** start of Data **

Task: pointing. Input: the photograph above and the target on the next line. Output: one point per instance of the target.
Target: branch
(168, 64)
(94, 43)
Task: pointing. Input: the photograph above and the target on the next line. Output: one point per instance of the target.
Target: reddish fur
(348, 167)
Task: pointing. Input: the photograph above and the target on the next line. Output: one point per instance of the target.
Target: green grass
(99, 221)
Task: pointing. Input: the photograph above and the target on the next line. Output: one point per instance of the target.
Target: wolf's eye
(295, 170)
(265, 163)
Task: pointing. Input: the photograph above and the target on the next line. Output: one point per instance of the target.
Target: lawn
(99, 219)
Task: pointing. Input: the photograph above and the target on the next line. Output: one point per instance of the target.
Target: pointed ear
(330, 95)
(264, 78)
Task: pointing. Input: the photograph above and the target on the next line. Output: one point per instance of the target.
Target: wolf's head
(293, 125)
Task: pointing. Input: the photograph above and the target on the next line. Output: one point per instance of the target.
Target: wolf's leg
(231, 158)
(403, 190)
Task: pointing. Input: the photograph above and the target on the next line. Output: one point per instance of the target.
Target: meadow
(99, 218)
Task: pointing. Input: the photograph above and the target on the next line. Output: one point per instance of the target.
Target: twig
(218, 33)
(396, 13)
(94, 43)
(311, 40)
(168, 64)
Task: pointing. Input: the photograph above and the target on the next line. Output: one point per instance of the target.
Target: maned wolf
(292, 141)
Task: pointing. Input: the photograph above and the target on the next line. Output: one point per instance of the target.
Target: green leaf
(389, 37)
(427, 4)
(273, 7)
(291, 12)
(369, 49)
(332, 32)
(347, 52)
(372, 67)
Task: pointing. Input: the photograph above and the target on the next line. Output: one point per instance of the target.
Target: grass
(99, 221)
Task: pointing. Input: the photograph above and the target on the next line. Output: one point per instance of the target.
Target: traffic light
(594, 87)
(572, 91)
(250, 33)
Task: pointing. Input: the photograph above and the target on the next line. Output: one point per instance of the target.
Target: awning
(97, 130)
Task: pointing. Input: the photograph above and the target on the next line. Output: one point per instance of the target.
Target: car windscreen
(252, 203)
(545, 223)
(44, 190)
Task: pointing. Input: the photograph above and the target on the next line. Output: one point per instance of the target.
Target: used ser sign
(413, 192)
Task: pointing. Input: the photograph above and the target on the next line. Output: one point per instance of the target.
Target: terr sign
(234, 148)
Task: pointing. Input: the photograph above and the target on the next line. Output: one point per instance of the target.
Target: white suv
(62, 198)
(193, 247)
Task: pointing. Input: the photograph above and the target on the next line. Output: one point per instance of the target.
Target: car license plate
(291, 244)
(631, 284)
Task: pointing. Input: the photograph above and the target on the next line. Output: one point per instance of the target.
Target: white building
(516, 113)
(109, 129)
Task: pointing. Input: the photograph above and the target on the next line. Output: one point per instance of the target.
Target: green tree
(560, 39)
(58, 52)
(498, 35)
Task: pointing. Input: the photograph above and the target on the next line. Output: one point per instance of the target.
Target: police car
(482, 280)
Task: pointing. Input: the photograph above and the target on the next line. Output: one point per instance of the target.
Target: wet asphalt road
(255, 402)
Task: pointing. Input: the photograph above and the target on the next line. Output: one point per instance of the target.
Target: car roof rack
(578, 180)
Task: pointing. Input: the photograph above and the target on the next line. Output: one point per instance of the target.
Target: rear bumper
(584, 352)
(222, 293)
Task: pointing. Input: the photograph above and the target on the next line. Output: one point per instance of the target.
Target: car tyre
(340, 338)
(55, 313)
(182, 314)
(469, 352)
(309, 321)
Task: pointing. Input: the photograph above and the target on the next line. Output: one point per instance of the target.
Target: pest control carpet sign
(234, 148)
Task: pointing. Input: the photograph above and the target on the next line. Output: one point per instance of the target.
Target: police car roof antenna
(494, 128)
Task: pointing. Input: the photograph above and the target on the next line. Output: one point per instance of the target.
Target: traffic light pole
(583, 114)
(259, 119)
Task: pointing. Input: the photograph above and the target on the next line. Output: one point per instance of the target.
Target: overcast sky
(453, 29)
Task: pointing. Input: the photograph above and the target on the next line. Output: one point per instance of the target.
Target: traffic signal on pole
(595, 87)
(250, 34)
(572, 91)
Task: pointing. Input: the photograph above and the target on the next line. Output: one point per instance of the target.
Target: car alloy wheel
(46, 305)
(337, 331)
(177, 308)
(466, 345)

** end of Data **

Reproduce the complete set of lines precisely as supplied.

Worked answer:
Task: pointing. Input: the photograph above and the target on the next line. Output: one point per instance of the target.
Target: branch
(168, 64)
(94, 43)
Task: pointing. Input: the photograph above and the target on the next line. Output: one point per instance of the target.
Target: reddish fur
(348, 167)
Task: pointing. Input: the photograph above and the target on the next line. Output: one point per instance of the target.
Target: green grass
(99, 221)
Task: pointing. Input: the photograph above and the target on the next line. Output: one point per instance of the target.
Target: wolf's eye
(295, 170)
(265, 163)
Task: pointing. Input: the photograph above and the target on the next line. Output: one point per instance of the target.
Target: lawn
(99, 219)
Task: pointing. Input: the photograph above and the target on the next line. Output: one point per instance of the target.
Target: pointed ear
(330, 95)
(264, 78)
Task: pointing. Input: the photograph above and the target on the next line. Output: one point per instance of the target.
Target: wolf's head
(293, 125)
Task: pointing. Input: the photograph above and the target on the next line. Output: one point per instance of the target.
Target: wolf's leg
(231, 158)
(403, 190)
Task: pointing. Input: the photograph above and the target on the next line. Output: one point per instance of the target.
Target: meadow
(99, 218)
Task: pointing. Input: the photograph above and the target on the next line. Output: one point per instance of the target.
Target: twig
(218, 33)
(396, 13)
(94, 43)
(311, 40)
(168, 64)
Task: pointing. Input: the photograph above and the target on the next line. Output: one point per instance of the target.
Target: maned wolf
(292, 141)
Task: pointing. Input: the photograph above and the target on the next line. Output: one point per instance of the target.
Target: green leaf
(389, 37)
(427, 4)
(273, 7)
(291, 12)
(369, 49)
(332, 32)
(347, 52)
(372, 67)
Task: pointing. Input: the photograph above and the target on the next line. Output: one point per instance of the target.
Target: grass
(99, 221)
Task: pointing. Input: the photograph above and the target on the next line. Output: one point per instance of the target.
Target: traffic light
(594, 87)
(572, 91)
(250, 33)
Task: pointing. Input: the photograph above and the target on the next line. Output: one point per instance of the target.
Target: awning
(97, 130)
Task: pointing. Input: the photograph above and the target on the next line. Output: one point per instance of the target.
Target: car windscreen
(252, 203)
(545, 223)
(44, 190)
Task: pointing. Input: the photograph above and the target on the next line. Output: one point per instance of the target.
Target: used ser sign
(413, 192)
Task: pointing. Input: the photograph above and the target on the next line. Output: one point per instance of the target.
Target: terr sign
(234, 148)
Task: pointing. Input: the photograph above and the target on the next line. Output: one point per instance of the target.
Target: white suv
(62, 198)
(193, 247)
Task: pointing. Input: the photograph above and the target on the next line. Output: one point per instance of the target.
Target: car license plate
(291, 244)
(631, 284)
Task: pointing. Input: the photograph above and the target on the next line. Output: one point per instance of the target.
Target: white building
(516, 113)
(109, 129)
Task: pointing. Input: the photograph above and the target on the next line. Output: one point per instance of the target.
Target: green tree
(560, 39)
(58, 52)
(498, 35)
Task: pointing. Input: the photograph above and the target on the next line. Output: one point per instance of the target.
Target: police car
(482, 280)
Task: pointing. Input: the photograph above and the target on the next line. Output: one point per instance of the target.
Target: wet asphalt road
(255, 402)
Task: pointing. Input: the photograph above and the target on the next line. Output: one point per instance of the target.
Target: car roof rack
(578, 180)
Task: pointing. Input: the photograph above and the target on the next line. Output: one point per instance of the target.
Target: rear bumper
(584, 352)
(222, 293)
Task: pointing. Input: the photograph above and the target on the next line. Output: one point per instance of the target.
Target: car tyre
(340, 338)
(55, 313)
(182, 314)
(469, 352)
(309, 321)
Task: pointing. Input: the photograph above and the target on the next line. Output: one point per instance of the target.
Target: pest control carpet sign
(234, 148)
Task: pointing. Input: the photograph above and the target on the next line. Output: one point per instance of the target.
Target: police car roof antenna
(494, 128)
Task: pointing. Input: the photograph above and the target on the next line. Output: one point per instance of the target.
Target: traffic light pole
(583, 114)
(259, 119)
Task: pointing. Input: the photograph above and the target on the next line. Output: one point per instance of the target.
Target: overcast sky
(453, 29)
Task: pointing. Input: the photograph above and the target on the next line. Output: one point per instance of the target.
Target: traffic signal on pole
(595, 87)
(250, 34)
(572, 91)
Task: pointing. Input: the photograph above and the target on the next line. Output: one point per instance of the target.
Target: car alloy wheel
(46, 305)
(337, 331)
(177, 308)
(466, 345)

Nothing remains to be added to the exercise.